• _WRITTEN INSTRUCTION_
Each entry must appear again exactly as it does in the source.

• _RECORDS SHOWN_

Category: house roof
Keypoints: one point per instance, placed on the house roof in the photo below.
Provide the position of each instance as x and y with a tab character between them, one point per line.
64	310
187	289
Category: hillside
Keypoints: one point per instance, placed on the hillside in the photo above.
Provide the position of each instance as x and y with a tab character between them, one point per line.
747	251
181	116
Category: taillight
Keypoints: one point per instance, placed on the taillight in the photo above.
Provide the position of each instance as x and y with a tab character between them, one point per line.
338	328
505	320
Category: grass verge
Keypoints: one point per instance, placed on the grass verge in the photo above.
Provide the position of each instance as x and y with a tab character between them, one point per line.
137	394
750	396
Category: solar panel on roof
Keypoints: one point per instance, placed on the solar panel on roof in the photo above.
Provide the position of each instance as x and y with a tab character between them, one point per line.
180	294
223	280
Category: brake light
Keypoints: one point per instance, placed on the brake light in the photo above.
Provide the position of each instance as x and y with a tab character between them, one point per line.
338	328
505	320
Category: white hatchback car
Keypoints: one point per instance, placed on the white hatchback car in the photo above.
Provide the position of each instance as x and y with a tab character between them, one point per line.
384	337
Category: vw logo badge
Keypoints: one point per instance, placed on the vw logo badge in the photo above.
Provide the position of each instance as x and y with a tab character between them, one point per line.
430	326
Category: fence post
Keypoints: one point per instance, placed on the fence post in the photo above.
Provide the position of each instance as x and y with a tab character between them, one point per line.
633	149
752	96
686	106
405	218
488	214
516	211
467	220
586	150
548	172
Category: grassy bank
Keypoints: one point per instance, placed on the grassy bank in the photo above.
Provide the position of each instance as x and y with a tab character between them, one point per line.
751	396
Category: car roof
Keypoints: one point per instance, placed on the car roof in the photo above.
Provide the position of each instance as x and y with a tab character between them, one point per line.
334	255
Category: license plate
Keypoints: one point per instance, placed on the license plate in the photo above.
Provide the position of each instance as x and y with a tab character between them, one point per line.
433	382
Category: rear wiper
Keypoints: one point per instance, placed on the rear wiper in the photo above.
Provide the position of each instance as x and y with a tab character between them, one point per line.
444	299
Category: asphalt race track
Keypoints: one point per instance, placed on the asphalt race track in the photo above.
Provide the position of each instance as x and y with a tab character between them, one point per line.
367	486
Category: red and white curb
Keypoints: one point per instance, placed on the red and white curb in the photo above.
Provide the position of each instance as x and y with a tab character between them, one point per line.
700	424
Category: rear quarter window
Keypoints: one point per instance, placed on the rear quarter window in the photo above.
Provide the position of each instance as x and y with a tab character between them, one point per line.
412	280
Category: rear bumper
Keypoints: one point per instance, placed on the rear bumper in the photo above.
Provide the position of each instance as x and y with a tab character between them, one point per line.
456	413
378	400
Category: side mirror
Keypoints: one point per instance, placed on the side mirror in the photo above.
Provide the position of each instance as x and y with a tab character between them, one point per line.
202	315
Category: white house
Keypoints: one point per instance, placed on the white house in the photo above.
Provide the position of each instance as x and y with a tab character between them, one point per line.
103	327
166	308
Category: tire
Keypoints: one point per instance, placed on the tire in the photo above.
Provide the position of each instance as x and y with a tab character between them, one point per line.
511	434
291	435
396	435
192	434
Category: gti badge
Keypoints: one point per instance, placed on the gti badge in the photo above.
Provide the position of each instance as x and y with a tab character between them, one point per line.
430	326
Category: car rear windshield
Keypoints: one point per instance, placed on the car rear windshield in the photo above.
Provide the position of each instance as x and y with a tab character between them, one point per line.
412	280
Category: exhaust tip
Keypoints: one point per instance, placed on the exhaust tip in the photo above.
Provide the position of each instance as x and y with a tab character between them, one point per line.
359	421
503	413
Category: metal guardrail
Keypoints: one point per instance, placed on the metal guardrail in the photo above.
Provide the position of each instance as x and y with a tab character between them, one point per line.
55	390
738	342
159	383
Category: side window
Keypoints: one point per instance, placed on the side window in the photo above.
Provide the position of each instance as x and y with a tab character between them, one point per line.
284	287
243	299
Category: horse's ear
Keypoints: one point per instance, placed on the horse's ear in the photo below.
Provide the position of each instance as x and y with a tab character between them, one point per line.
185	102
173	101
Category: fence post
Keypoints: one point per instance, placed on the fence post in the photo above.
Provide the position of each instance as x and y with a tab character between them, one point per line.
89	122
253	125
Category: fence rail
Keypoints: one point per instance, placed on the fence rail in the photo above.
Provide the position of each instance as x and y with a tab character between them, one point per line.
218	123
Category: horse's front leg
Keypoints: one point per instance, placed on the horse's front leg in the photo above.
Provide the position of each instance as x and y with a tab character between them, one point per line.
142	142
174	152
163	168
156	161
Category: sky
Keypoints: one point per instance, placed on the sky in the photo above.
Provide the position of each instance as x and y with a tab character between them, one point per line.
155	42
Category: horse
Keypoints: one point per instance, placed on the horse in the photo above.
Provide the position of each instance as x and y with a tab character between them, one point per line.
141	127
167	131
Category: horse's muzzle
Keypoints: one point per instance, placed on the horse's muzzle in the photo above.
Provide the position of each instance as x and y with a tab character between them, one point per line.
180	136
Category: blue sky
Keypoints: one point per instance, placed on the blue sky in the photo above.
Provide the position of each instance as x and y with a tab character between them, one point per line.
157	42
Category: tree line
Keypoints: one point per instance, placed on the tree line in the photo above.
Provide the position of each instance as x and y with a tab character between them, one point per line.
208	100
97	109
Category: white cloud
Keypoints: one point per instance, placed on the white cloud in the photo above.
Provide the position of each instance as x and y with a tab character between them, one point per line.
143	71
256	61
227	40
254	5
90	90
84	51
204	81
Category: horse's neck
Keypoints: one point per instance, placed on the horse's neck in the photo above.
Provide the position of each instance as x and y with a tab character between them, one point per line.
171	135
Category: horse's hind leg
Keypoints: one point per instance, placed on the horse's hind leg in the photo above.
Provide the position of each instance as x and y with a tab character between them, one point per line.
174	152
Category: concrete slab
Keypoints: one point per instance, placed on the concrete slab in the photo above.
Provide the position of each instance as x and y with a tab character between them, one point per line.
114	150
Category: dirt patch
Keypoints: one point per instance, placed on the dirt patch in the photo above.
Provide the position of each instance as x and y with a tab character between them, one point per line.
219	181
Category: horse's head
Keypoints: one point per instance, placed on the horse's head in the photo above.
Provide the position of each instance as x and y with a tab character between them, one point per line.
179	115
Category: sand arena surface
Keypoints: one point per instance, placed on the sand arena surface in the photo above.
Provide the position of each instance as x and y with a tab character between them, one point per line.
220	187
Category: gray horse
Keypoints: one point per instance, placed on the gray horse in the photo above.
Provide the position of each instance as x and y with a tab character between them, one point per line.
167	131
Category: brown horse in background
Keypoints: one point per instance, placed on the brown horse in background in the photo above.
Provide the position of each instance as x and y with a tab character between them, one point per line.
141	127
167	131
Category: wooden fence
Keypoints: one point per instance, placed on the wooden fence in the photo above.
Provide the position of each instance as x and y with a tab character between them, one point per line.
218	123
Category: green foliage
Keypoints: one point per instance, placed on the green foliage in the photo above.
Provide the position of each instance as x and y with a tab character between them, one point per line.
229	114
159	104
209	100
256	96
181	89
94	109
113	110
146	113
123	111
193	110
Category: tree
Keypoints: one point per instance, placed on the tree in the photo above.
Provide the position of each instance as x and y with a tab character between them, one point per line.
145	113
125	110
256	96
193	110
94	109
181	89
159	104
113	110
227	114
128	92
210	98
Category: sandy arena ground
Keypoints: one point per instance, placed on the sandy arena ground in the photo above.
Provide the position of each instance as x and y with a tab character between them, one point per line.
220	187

• _THE RESULT_
Category: house roof
Keypoints: one point per instance, placed on the house roof in the photo below.
Provide the position of each instance as x and y with a tab character between them, one point per line.
64	310
187	289
Category: hillside
Keypoints: one point per instance, placed on the hillside in the photo above.
Provide the position of each instance as x and y with a tab character between them, one point per line.
747	251
181	116
Category: taillight
Keypoints: one point per instance, placed on the taillight in the photo above.
Provide the position of each instance as x and y with a tab character between them, one point per line.
338	328
505	320
Category: grass verge
Keypoints: one point per instance, placed on the grass verge in the photo above.
Provide the position of each instance as x and y with a tab character between them, one point per line.
137	394
750	396
Category: solar panel on roof
Keypoints: one point per instance, placed on the solar panel on roof in the photo above.
Provide the position of each instance as x and y with a tab character between them, one point per line.
180	294
223	280
Category: brake light
Keypoints: one point per instance, placed on the brake light in the photo above.
Provide the position of each instance as x and y with a tab character between them, one point per line.
338	328
505	320
Category: white hatchback car
Keypoints: one point per instance, placed on the white hatchback car in the photo above.
Provide the position of each instance as x and y with a tab character between them, one point per line.
384	337
Category: vw logo badge
Keypoints: one point per instance, placed on the vw logo badge in the photo above.
Provide the position of each instance as x and y with a tab character between them, one point per line.
430	326
Category: fence post
Keypoints: one point per instance, placed on the fence post in the photo above.
Provide the position of each instance as x and y with a tab character between them, one point per line.
633	149
752	96
686	106
405	218
488	214
516	211
467	220
586	150
548	172
Category: grassy bank
Keypoints: one point per instance, placed on the grassy bank in the photo above.
Provide the position of each instance as x and y with a tab character between them, one point per line.
751	396
Category: car roof
Keypoints: one point per instance, placed on the car roof in the photo above.
Provide the position of each instance as x and y with a tab character between them, one point per line.
334	255
Category: license plate
Keypoints: one point per instance, placed on the license plate in the photo above.
Provide the position of each instance as x and y with a tab character between them, one point per line.
433	382
Category: rear wiper
Keypoints: one point per instance, placed on the rear wiper in the photo above.
Provide the position of each instance as x and y with a tab character between them, one point per line.
444	299
Category: asphalt race track
Keypoints: one point per instance, placed on the asphalt race track in the photo above.
Provide the position of each instance as x and y with a tab character between them, one point per line.
367	486
Category: red and white curb
Keypoints: one point per instance, placed on the red and white curb in the photo above.
Provide the position of each instance as x and y with a tab character between them, one point per line.
700	424
Category: rear quarter window
Keypoints: one point per instance, placed on the rear quarter window in the photo above.
Provide the position of each instance as x and y with a tab character between them, one point per line.
412	280
Category: rear bumper
Keypoints: one point per instance, placed on the rear bumper in the photo above.
Provide the position of each instance as x and y with a tab character between them, one point per line.
456	413
378	400
Category: side mirror
Keypoints: one point per instance, placed on the side mirror in the photo above.
Provide the position of each instance as x and y with a tab character between them, one point per line.
202	315
Category: white house
Keypoints: one point per instance, placed on the white house in the photo above.
Provide the position of each instance as x and y with a tab character between them, one point per line.
103	327
166	308
Category: tire
Keypoints: one point per instance, placed on the tire in the photo above.
Provide the position of each instance as x and y with a tab character between them, one point per line.
511	434
291	435
396	435
192	434
Category: gti badge
Keypoints: one point per instance, placed on the gti badge in the photo above.
Provide the position of each instance as x and y with a tab character between them, one point per line.
430	326
Category: car rear windshield
Keypoints: one point per instance, placed on the car rear windshield in the photo above.
Provide the position of each instance as x and y with a tab character between them, one point per line.
412	280
Category: exhaust tip
Keypoints: one point per instance, placed on the exhaust tip in the photo above.
Provide the position of each instance as x and y with a tab character between them, one point per line.
359	421
503	413
Category: metal guardrail
Keypoints: one point per instance, placed on the metal guardrail in the photo above.
Provide the position of each instance as x and y with a tab character between them, one point per line.
55	390
738	342
159	383
Category: side window
Keypoints: one point per instance, placed on the side window in the photo above.
Provide the position of each instance as x and y with a tab character between them, one point per line.
284	287
243	299
Category: horse's ear
Keypoints: one point per instance, placed on the horse's ear in the photo below.
Provide the position of each instance as x and y with a tab character between them, one point per line.
185	102
173	101
Category: fence post
Keypoints: one point per instance, placed on the fence post in the photo above.
Provide the position of each instance as x and y with a tab character between them, one point per line.
89	122
253	125
Category: fence rail
Keypoints: one point per instance, placed on the fence rail in the photo above.
Provide the position of each instance as x and y with a tab character between them, one point per line.
218	123
Category: horse's front leg
Keypoints: one point per instance, placed on the horse's front leg in the photo above.
Provide the position of each instance as x and y with a tab character between them, one point per line.
142	142
174	152
163	168
156	161
Category: sky
Keypoints: one point per instance, placed on the sky in the photo above.
Provide the position of each instance as x and y with a tab character between them, one point per line.
155	42
Category: horse
Keypoints: one point per instance, placed on the horse in the photo above.
Provide the position of each instance as x and y with a tab character between them, one point per line.
141	127
167	131
Category: horse's muzzle
Keypoints: one point per instance, placed on the horse's muzzle in the photo above.
Provide the position of each instance as x and y with a tab character between them, one point per line.
180	136
Category: blue sky
Keypoints: one point per instance, placed on the blue sky in the photo above.
Provide the position of each instance as x and y with a tab character between them, one point per line.
157	42
Category: tree line
Keypoints: one point per instance, placed on the tree line in the photo above.
Provide the position of each instance as x and y with a tab character between them, one point per line.
208	100
97	109
Category: white cloud
Keypoints: one point per instance, placed on the white cloud in the photo above.
Provide the position of each instance as x and y with a tab character between them, one point per line.
143	71
256	61
227	40
254	5
90	90
84	51
204	81
Category: horse's neck
Keypoints: one point per instance, placed on the horse's neck in the photo above.
Provide the position of each instance as x and y with a tab character between them, one point per line.
171	135
Category: horse's hind leg
Keypoints: one point per instance, placed on the horse's hind leg in the photo above.
Provide the position of each instance as x and y with a tab character between them, one point per line.
174	152
Category: concrete slab
Keypoints: one point per instance, placed on the concrete slab in the photo above.
Provide the position of each instance as x and y with a tab character between them, one point per line.
114	150
Category: dirt patch
Keypoints: one point per instance, placed on the dirt patch in the photo above.
Provide the position of each instance as x and y with a tab character between them, one point per line.
219	181
Category: horse's head
Keypoints: one point per instance, placed on the horse's head in the photo above.
Provide the position of each instance as x and y with a tab character between them, one point per line.
179	115
Category: sand arena surface
Keypoints: one point per instance, placed on the sand arena surface in the photo above.
Provide the position of each instance as x and y with a tab character between them, one point per line.
220	187
Category: gray horse
Keypoints: one point per instance, placed on the gray horse in the photo above.
Provide the position of each instance as x and y with a tab character between them, one point per line.
167	131
Category: brown horse in background
Keypoints: one point per instance, placed on the brown horse in background in the photo above.
Provide the position of each instance as x and y with a tab character between them, one point per line.
141	127
167	131
Category: wooden fence
Keypoints: one point per instance, placed on the wooden fence in the photo above.
Provide the position of each instance as x and y with a tab character between them, one point per line.
218	123
Category: green foliage
Keypoints: one point per instance, placed on the green foliage in the photo above.
Provide the position of each instance as x and y with a tab character between them, one point per line.
229	114
159	104
209	100
256	96
181	89
94	109
113	110
146	113
123	111
193	110
Category: tree
Keypoints: one point per instance, placed on the tree in the photo above.
Provide the position of each instance as x and y with a tab character between them, one point per line.
145	113
125	110
256	96
193	110
94	109
181	89
159	104
113	110
227	114
128	92
210	98
Category: sandy arena ground
Keypoints: one point per instance, placed on the sandy arena ground in the photo above.
Provide the position of each instance as x and y with a tab character between them, one point per line.
220	187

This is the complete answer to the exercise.